■ Exercise brief: Copy the records below line for line, changing nothing.

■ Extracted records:
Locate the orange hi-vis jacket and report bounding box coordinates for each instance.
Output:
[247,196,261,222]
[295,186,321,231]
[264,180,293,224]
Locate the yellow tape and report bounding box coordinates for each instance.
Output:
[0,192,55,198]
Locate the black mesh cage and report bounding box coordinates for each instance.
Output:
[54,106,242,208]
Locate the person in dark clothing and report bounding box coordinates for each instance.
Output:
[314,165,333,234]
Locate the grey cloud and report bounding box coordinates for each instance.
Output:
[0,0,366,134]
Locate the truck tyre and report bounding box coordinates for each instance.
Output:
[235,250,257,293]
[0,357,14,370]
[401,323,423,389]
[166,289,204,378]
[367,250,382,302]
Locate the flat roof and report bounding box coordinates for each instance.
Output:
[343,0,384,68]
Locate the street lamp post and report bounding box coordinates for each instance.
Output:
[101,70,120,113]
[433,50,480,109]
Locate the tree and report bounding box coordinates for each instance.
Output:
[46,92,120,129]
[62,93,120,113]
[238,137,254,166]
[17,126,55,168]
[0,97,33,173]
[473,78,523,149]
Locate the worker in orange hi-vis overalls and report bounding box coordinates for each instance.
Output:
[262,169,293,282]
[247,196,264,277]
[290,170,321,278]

■ Exercise response:
Locate the orange hi-vis jacket and report bounding box coordinates for each instance.
Output:
[247,196,261,222]
[295,186,321,231]
[264,180,293,224]
Locate the yellow tape and report bounding box coordinates for each instance.
Output:
[0,192,55,198]
Locate the black mesh cage and report bounding box coordinates for each instance.
Output:
[54,106,242,208]
Locate the person in dark clothing and report bounding box coordinates for each instance.
Output:
[314,165,333,234]
Locate the grey cloud and report bounding box coordinates for each instance.
Output:
[0,0,366,134]
Locate the truck tyre and report bounding box coordinates for each instance.
Output:
[235,250,257,293]
[0,357,14,370]
[401,323,423,389]
[166,289,204,378]
[367,250,382,302]
Locate the flat roof and report bounding box coordinates for each instance.
Output:
[343,0,384,68]
Locate the street lamp post and report bounding box coordinates for each instance.
Output:
[101,70,120,113]
[433,50,480,109]
Locate the tree and report bounding box coordinates for each instance.
Output:
[46,92,120,129]
[62,93,120,113]
[238,137,254,166]
[17,126,55,168]
[0,97,33,173]
[473,78,523,149]
Locate the worker in orange hi-vis overalls and report bounding box coordinates for each instance.
Output:
[262,169,293,282]
[247,196,264,277]
[290,170,321,278]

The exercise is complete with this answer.